--- Start of PROVIDED TEXT ---

Fortunately we only get two pairs every year and they nest in the over hangs of our garage and shop.....They don't live up to their name of BARN swallows. I like them because they are insect eaters.

I DON'T like the starlings who DO invade the barn.

BTW, the mites from birds are species specific.


----------



## Marty (Jun 29, 2013)

Yes I am well aware they are protected. I'm not going to kill them. Heck, I couldn't even step on an ant. I even have bird houses about the property for all kinds of birds and I do feed them at winter. I make that peanut butter and bird seed thing so they don't starve to death but they are no where near the barn. Maybe I should make them a sign with an arrow maybe......bird houses that a way!

I did get the netting today. About $6.50 at Walmart. I got the last one. Wonder why? Its black. I wish they had a white one but oh well.....can't color code somethings. Yes I will be posting pictures soon as its up. I'll post an update so watch for it ok?

On a sad note, my 18 year old barn kitty Willow passed away last night. She was never much of a ratter and I doubt she ever killed a thing in her life but her presence was enough to keep stuff away. Her health was failing very rapidly and she preferred to stay in the hay barn which is why I probably have so many birds now in the main barn. Rest in Peace Willow.


----------



## chandab (Jun 29, 2013)

So sorry you lost your kitty. Good luck with evicting the birds.

--- End of PROVIDED TEXT ---
--- Start of EXTRACTED DATA ---

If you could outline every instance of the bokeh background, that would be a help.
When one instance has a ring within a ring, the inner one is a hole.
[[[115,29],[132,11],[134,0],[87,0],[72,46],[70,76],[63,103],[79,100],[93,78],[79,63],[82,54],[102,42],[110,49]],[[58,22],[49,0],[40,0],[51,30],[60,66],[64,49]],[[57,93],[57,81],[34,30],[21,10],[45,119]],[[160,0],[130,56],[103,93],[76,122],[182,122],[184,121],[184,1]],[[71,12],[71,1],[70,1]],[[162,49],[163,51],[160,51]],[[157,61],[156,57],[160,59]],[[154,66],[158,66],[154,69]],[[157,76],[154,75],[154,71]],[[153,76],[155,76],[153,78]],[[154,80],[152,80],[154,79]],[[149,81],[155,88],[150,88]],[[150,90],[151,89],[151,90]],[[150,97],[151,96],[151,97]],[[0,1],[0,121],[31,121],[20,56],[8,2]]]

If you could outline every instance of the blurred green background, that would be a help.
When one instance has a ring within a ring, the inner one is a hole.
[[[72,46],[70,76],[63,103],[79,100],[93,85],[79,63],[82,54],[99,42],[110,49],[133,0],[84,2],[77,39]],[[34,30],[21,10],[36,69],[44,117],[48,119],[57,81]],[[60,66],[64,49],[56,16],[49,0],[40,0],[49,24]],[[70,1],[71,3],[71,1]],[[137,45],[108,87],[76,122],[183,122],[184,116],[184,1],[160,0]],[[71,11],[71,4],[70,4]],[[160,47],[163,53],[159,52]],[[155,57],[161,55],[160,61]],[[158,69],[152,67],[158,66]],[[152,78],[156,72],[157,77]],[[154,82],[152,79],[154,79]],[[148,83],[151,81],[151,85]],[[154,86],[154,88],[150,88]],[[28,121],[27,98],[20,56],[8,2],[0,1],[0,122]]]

--- End of EXTRACTED DATA ---

TASKS TO CARRY OUT
1) Answer these questions about the thread about birds in the barn:
(a) Where do the two pairs of swallows nest each year?
(b) About how much did the netting cost at Walmart?
(c) How old was the barn kitty Willow?
2) Please carry on the thread about birds in the barn from its last post.

EXPECTED ANSWERS
1)
(a) In the overhangs of the garage and shop.
(b) About $6.50.
(c) 18 years old.

2)
----------



## Jean_B (Jun 29, 2013)

Just thought of this. Talk to Ashley - they have a coatamunde (spelling???) that roams the rafters and takes out all bird nests.


----------



## Marty (Jun 29, 2013)

The bird net is up. So here's the thing: its a bit of a pain to handle because let's face it,its a stupid net.it was 14' X 14' so I cut it in half giving me two pieces, one for each doorway to the barn. I already had nails hanging up in place in the door way for Christmas lights, so it was relatively easy to just hang the net from them. The nails are about 12" space between them. But then the wind kicked in a tiny bit and blew it back and forth so I had to nail the sides a little bit. I watched a whole lot of birds fly into it as I worked on it and not a one got stuck in any way shape or form. No claws, no wings, nothing. They flew into it and took right off. Persistant though......and kept trying.

So here's another thing: I need my horses to be able to walk in and out of the barn so I couldn't put it down full lengh so I folded it up half way so they could easily fit under it and then darn some of the birds figured it out and snuck under it. So that's my present situation I have to work on. But I'm still jumping for joy because this time I usually have about 50 birds in the barn and right now there are only two that snuck in so I think this is working for me.

I stood back and took pictures of it but you couldn't see a thing, so I put my Rover up against it for a contrast.


----------



## Marty (Jun 29, 2013)

Also: location of the net in Walmart is in the garden area but not in the outside garden shop. It was inside on the aisle with other types of netting, next to the rolls of that stuff you put on the ground to stop the weeds from growing. Forgot what you call it. This is not on a roll, its folded up flat in clear plastic and says its to protect your garden from pests etc. and says its environmentally safe


----------



## BSharpRanch (Jun 29, 2013)

Here's an idea, add a strip of ribbon in the center and then add magnets. Teach the horses to push on the solid lines to seperate the halves. Percectly clear like mud huh?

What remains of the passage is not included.